··· TEXT PROVIDED ···
The island’s business environment remains more like its Caribbean neighbors than U.S. states. The territorial government is different than a state government. Congress, as the Supreme Court recently ruled, has ultimate say over all matters in U.S. territories. Without an independently binding constitution and a state supreme court to uphold it for the last hundred or so years, the territorial government has grown with little control. It takes on parallel responsibilities to localities, and it has too many municipalities.
Puerto Rico has more than 125 government agencies for only 3.5 million inhabitants. This means that there is a business environment where an entrepreneur has to fight tooth and nail to go through the procedures to start a business. In an indebted territory where job cuts are a common solution, the livelihood of thousands of bureaucrats rests squarely on proving to bosses that they’re actually doing something. Indeed, the territory employs over 159,000 workers according to the most recent Bureau of Labor Statistics data, with another 55,000 people employed by territorial municipalities.
These are struggling people, who cannot afford to lose some of the few “good jobs” left on the island as the best and brightest Puerto Rican Americans make their way to jobs in Orlando and Houston. Rational government workers in a high-tax, high-debt territory are just doing what they need to do to get by, even if it means that the result is a bureaucracy that strangles the economy. In a perfect storm of perverse incentives, this may be the worst of them all.
President Obama signs #FOIA Improvement Act & #PuertoRico Oversight Management & Economic Stability Act #PROMESAhttps://t.co/0m65s56IAG
— CSPAN (@cspan) June 30, 2016
PROMESA is no promise of prosperity. For all the talk of the dawn of a new era in Puerto Rico, I’m afraid all the bill has done is hit the reset button.
··· DATA EXTRACT ···
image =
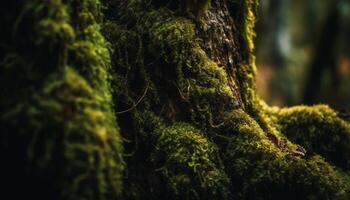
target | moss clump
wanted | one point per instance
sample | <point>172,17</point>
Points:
<point>188,162</point>
<point>69,149</point>
<point>319,130</point>
<point>260,170</point>
<point>59,136</point>
<point>197,7</point>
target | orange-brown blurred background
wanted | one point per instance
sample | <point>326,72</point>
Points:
<point>303,52</point>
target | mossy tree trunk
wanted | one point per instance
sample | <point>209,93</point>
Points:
<point>153,100</point>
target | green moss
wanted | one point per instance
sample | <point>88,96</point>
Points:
<point>59,136</point>
<point>197,7</point>
<point>318,129</point>
<point>260,170</point>
<point>189,163</point>
<point>69,145</point>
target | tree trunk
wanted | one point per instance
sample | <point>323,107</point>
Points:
<point>153,100</point>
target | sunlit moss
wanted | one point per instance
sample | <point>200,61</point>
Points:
<point>69,145</point>
<point>189,163</point>
<point>260,170</point>
<point>318,129</point>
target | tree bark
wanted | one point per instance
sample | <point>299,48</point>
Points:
<point>153,100</point>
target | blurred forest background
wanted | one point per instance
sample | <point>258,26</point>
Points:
<point>303,52</point>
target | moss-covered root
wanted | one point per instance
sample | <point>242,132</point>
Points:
<point>319,130</point>
<point>188,162</point>
<point>61,144</point>
<point>259,170</point>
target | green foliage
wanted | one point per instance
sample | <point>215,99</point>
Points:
<point>70,147</point>
<point>185,134</point>
<point>189,163</point>
<point>260,170</point>
<point>318,129</point>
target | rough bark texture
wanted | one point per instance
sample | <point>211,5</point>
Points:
<point>153,100</point>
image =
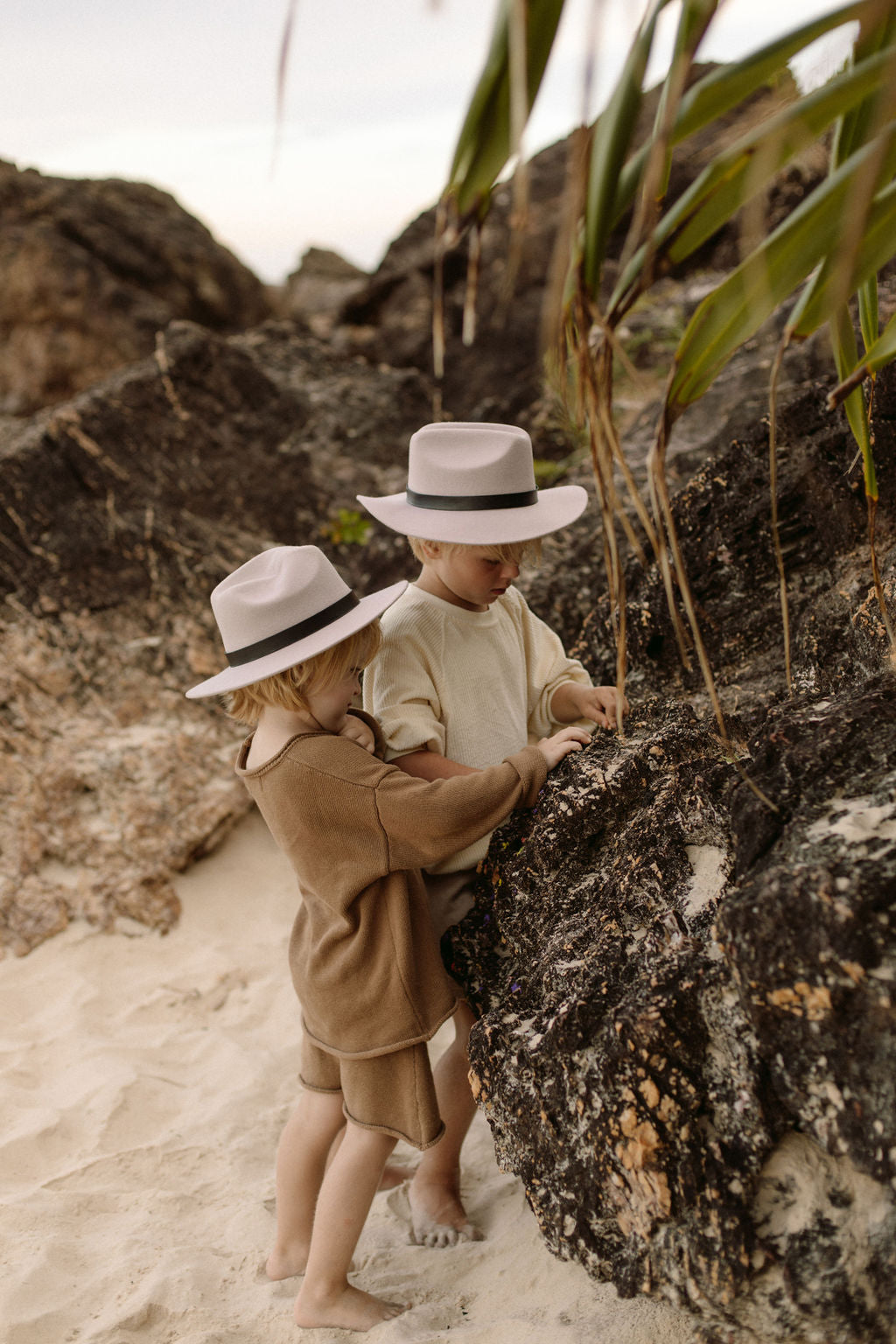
···
Rewrite the passage on Puerto Rico's economy, starting with "These are struggling" and going on through "of them all.", with "dangerous mix" in place of "perfect storm". You do not need the items for any of this work.

## PROBLEM SOLUTION
These are struggling people, who cannot afford to lose some of the few “good jobs” left on the island as the best and brightest Puerto Rican Americans make their way to jobs in Orlando and Houston. Rational government workers in a high-tax, high-debt territory are just doing what they need to do to get by, even if it means that the result is a bureaucracy that strangles the economy. In a dangerous mix of perverse incentives, this may be the worst of them all.